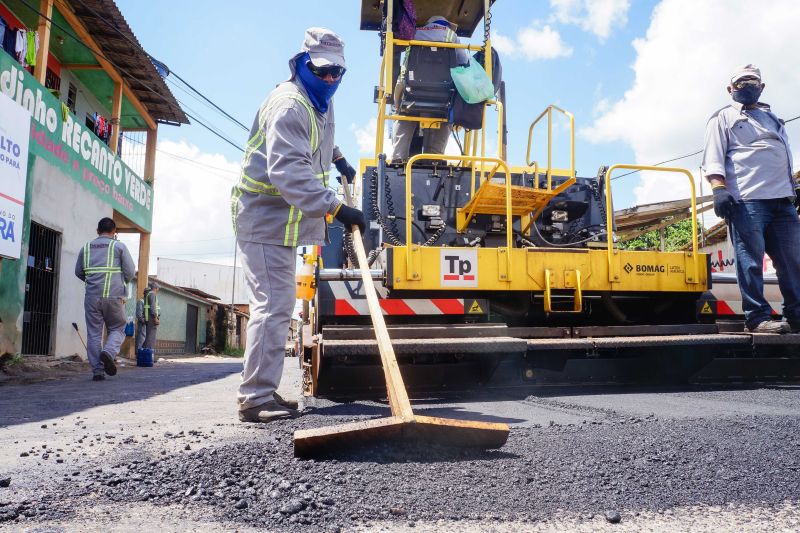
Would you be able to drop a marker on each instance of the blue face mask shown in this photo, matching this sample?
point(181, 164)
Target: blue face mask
point(747, 95)
point(319, 91)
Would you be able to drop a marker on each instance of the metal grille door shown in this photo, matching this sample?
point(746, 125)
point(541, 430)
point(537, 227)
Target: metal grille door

■ ■ ■

(JOB)
Reproduce every one of the lines above verbatim, omitting the picture.

(TASK RESPONSE)
Would you be able to drop a marker on each instance of the blue face mask shown in this photo, matching this sample?
point(181, 164)
Target: blue face mask
point(747, 95)
point(319, 91)
Would you be able to drop a marker on each instance of the metal grille door shown in this photo, matching this sample?
point(746, 125)
point(541, 430)
point(537, 227)
Target: metal grille door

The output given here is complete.